Problem description ->
A verbatim copy of the data is wanted, minus any picture in it.

Collected data ->
__________
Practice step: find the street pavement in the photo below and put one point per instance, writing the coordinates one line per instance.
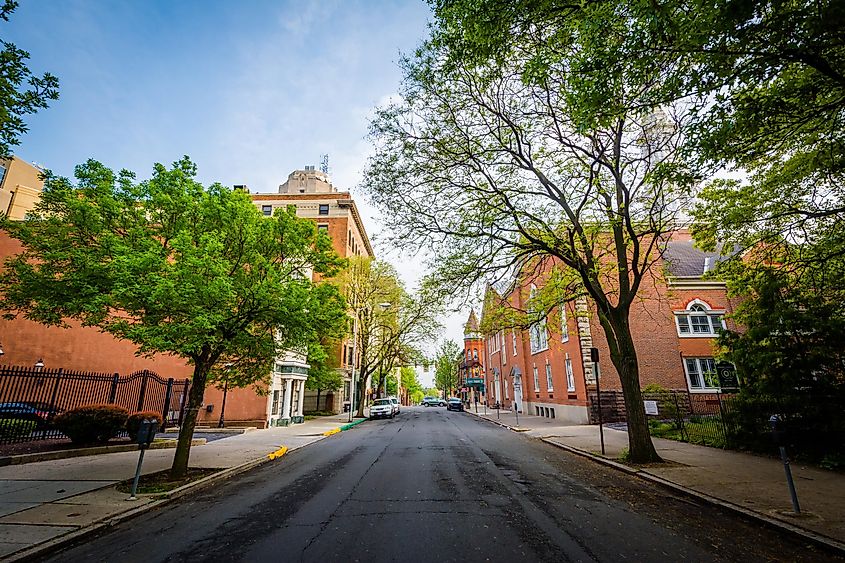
(43, 501)
(752, 482)
(433, 485)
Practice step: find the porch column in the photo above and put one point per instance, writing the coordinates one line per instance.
(301, 399)
(286, 401)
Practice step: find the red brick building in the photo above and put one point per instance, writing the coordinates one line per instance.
(546, 369)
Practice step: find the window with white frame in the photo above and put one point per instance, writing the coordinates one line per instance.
(701, 374)
(698, 319)
(537, 334)
(564, 325)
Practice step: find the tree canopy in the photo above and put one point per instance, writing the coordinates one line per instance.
(21, 91)
(174, 267)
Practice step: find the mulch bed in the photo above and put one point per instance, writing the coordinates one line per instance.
(40, 446)
(161, 482)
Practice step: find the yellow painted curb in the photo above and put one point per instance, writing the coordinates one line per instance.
(278, 453)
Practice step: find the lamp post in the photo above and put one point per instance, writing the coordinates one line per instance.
(222, 423)
(384, 307)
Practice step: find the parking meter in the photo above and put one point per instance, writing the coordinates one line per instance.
(778, 437)
(147, 432)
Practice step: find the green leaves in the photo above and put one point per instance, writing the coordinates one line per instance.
(21, 92)
(173, 267)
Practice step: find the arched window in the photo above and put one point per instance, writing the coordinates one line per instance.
(698, 319)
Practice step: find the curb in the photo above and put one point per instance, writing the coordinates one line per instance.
(158, 500)
(353, 423)
(22, 459)
(820, 540)
(823, 541)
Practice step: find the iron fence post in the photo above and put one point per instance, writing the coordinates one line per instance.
(183, 402)
(679, 417)
(143, 390)
(113, 392)
(55, 394)
(168, 395)
(722, 418)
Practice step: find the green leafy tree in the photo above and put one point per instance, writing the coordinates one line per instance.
(520, 144)
(446, 362)
(174, 267)
(323, 376)
(21, 92)
(391, 324)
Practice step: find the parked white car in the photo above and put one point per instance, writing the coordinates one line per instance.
(382, 408)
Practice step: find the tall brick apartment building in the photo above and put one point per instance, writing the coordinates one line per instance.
(85, 348)
(335, 213)
(546, 370)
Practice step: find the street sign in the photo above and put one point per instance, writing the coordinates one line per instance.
(728, 380)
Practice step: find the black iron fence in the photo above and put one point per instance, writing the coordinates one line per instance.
(31, 397)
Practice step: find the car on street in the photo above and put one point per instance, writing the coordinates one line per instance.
(41, 413)
(382, 408)
(454, 404)
(432, 402)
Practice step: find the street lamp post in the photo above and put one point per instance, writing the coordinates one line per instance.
(384, 306)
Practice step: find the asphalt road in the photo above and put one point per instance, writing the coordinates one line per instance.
(433, 485)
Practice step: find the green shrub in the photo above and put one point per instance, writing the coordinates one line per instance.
(89, 424)
(11, 428)
(133, 423)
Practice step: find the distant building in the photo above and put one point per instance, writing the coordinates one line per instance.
(546, 369)
(20, 187)
(335, 212)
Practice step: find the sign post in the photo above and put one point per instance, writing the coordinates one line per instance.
(594, 357)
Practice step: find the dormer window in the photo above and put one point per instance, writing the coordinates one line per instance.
(698, 319)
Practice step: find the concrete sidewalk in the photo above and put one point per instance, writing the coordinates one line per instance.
(745, 481)
(45, 502)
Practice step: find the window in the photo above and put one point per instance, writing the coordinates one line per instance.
(564, 326)
(537, 332)
(275, 408)
(701, 374)
(699, 320)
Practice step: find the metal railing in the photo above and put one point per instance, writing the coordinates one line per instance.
(31, 397)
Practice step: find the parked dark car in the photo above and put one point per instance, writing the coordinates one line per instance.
(454, 404)
(42, 413)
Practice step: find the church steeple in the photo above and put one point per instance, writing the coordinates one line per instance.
(471, 327)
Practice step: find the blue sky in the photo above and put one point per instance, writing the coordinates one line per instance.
(250, 90)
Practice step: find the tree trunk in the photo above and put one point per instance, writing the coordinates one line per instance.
(624, 358)
(361, 394)
(186, 431)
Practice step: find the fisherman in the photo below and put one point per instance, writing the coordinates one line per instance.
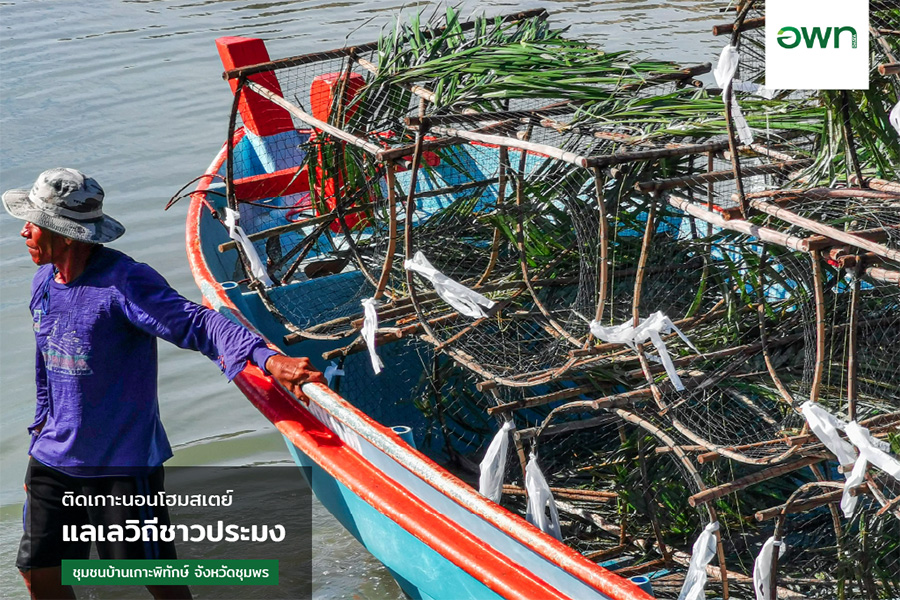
(96, 315)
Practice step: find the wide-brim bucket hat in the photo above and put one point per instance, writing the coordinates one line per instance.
(67, 202)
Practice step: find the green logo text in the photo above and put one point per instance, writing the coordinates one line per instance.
(791, 37)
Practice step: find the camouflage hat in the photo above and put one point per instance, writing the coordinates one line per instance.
(67, 202)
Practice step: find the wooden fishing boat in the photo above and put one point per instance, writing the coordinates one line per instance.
(564, 212)
(436, 535)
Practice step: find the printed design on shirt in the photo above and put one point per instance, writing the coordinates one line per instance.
(67, 354)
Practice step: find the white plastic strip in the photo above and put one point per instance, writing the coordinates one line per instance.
(466, 301)
(826, 427)
(895, 117)
(762, 568)
(703, 552)
(332, 371)
(754, 88)
(539, 498)
(648, 329)
(724, 73)
(490, 482)
(870, 451)
(370, 326)
(237, 234)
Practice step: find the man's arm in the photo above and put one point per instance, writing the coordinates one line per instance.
(156, 308)
(42, 407)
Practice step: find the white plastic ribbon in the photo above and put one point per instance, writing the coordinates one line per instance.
(703, 551)
(332, 371)
(370, 326)
(648, 329)
(724, 73)
(870, 451)
(490, 482)
(237, 234)
(754, 88)
(466, 301)
(762, 568)
(826, 427)
(539, 498)
(895, 117)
__________
Finished task ->
Practice step: find the street pavement in the photo below and put one point per instance, writing the coordinates one line per instance.
(43, 501)
(752, 482)
(433, 485)
Practice step: find the porch column in the photo above and put one point per instance, writing the coordinates one line per instance.
(301, 399)
(286, 401)
Practice step: find the red brick building in the photo above and put one point per instance, writing the coordinates one line per instance.
(546, 369)
Practice step: find the window with white frame in the photo above and put one point per instance, writing the coordinates one line per instance.
(701, 374)
(698, 319)
(537, 334)
(564, 325)
Practice step: find the tree canopy in the photo above and put one point per instance, writing the coordinates one line per instance.
(21, 91)
(174, 267)
Practice step: find the mulch bed in the photo above and put one point per instance, writing the coordinates one line per instance.
(40, 446)
(161, 482)
Practice step: find the yellow painted curb in the photo above and put one point per instance, writing the coordinates one line per instance.
(278, 453)
Practice step: find the lamp post in the photo above and put one point per instance, writing the coordinates one line per instance.
(222, 423)
(384, 307)
Practice step: find the parking meter in the photo above and put one point per instance, writing the coordinates one line per instance.
(778, 437)
(147, 432)
Practice step: find the green leaves in the photo above and put one point per instance, writing the coordinates one line per instance.
(21, 92)
(173, 267)
Practice step: find the arched window in the photo above and put one point per instance, writing the coordinates one line per instance.
(698, 319)
Practice step: find the curb in the photo above and put one point per instance, writing the coordinates one line per instance.
(158, 500)
(353, 423)
(22, 459)
(820, 540)
(823, 541)
Practice step: find the iron fence post in the photo above and put one point per instance, writing the coordinates one line per instance.
(183, 402)
(679, 417)
(143, 390)
(113, 392)
(55, 394)
(168, 395)
(722, 418)
Practice step: find the green leafy tree in the photo above and put one point per instance, writing the coordinates one line per instance.
(520, 144)
(446, 362)
(174, 267)
(323, 376)
(21, 92)
(391, 324)
Practice step: find the parked white car in the photo above and put one point per instance, writing the coordinates one line per instance.
(382, 408)
Practice step: find the tall brick apartment building in the photo above and put one point per instance, writing the coordinates one line per instance.
(85, 348)
(335, 213)
(546, 370)
Practice step: find the street sign in the photo above and put one point per instance, writing the coordinates one line per instance.
(728, 380)
Practice step: find the black iron fence in the photo above and put one point per instance, writing the coordinates one line per instance.
(31, 397)
Practice step: find the car on street in the photo above and put one point per instance, writing the coordinates one line per instance.
(41, 413)
(382, 408)
(454, 404)
(432, 402)
Practice step: find the street lamp post in the photo above and put one point per instance, writing the coordinates one line per instance.
(384, 306)
Practice step: find the asphalt road in the photo above and put one point per instance, writing the coordinates one line per instance.
(433, 485)
Practice step: find the green shrub in the photo above and put one point per instance, writing the coordinates one line per instance.
(89, 424)
(11, 428)
(133, 423)
Practice step: find the distant building in the photo above and put one point per instance, writing the coordinates one line per instance.
(546, 369)
(20, 187)
(335, 212)
Practice step: find the sign post in the photo above and put one point per instance, writing the coordinates one line per instance.
(594, 357)
Practice step: find the dormer window in the photo above and put one point per instance, writing the coordinates one line per instance.
(698, 319)
Practice step: find the concrete sidewalk in the photo above and put one point per instance, writing the coordinates one line per instance.
(745, 481)
(45, 502)
Practice step: find the window in the photo above and put one point per instance, writing the coordinates one line per instance.
(564, 326)
(537, 332)
(275, 408)
(701, 374)
(699, 320)
Practice step: find the metal railing in the photo above and put one point per instance, writing the coordinates one line per instance.
(31, 397)
Practice step: find the parked dark car in the photo above and put one point per instance, writing the coordinates one line per instance.
(454, 404)
(42, 413)
Practice step: find the church steeple in the photo above and put one point per instance, writing the coordinates one line per instance.
(471, 327)
Practice step: find the blue sky in the photo above and put one point per instance, writing the coordinates one line per instance.
(250, 90)
Practice step: find the tree trunk in the photo above and put one point per instance, writing the coordinates one line per instance.
(624, 358)
(361, 394)
(186, 431)
Practice step: find the fisherman in the photo below and put one point per instance, writing the coordinates one line per instance.
(96, 315)
Practice step: find the wide-brim bucket hat in the photo above and put one point per instance, writing the coordinates one line per instance.
(67, 202)
Practice step: find the green logo text in the photo above and put one point per instance, writing the coordinates one line per instance.
(791, 37)
Practice step: find the camouflage hat in the photo above and put one point per instance, writing the coordinates one line per instance.
(67, 202)
Practice step: find the wooden fishing boat in the photo above and put one point per instance, writing the coordinates one line per instance.
(564, 212)
(436, 535)
Practice step: find the printed design on shirt in the photo above and put one point per instance, writing the coordinates one line per instance.
(67, 354)
Practice step: find the white plastic strip in the photo above and put one point per instance, writing the coordinates one line per instance.
(466, 301)
(826, 427)
(895, 117)
(762, 568)
(703, 552)
(332, 371)
(754, 88)
(539, 498)
(648, 329)
(724, 73)
(490, 482)
(870, 451)
(370, 326)
(237, 234)
Practice step: find the man's arm in the photo above and put one point per instance, writing the coordinates one line per instance.
(156, 308)
(42, 407)
Practice step: find the white plastic ribbon in the photo above and put one point per instance, writing the coordinates one line per instance.
(703, 551)
(332, 371)
(370, 326)
(648, 329)
(724, 73)
(870, 451)
(490, 482)
(237, 234)
(754, 88)
(466, 301)
(762, 568)
(826, 427)
(539, 498)
(895, 117)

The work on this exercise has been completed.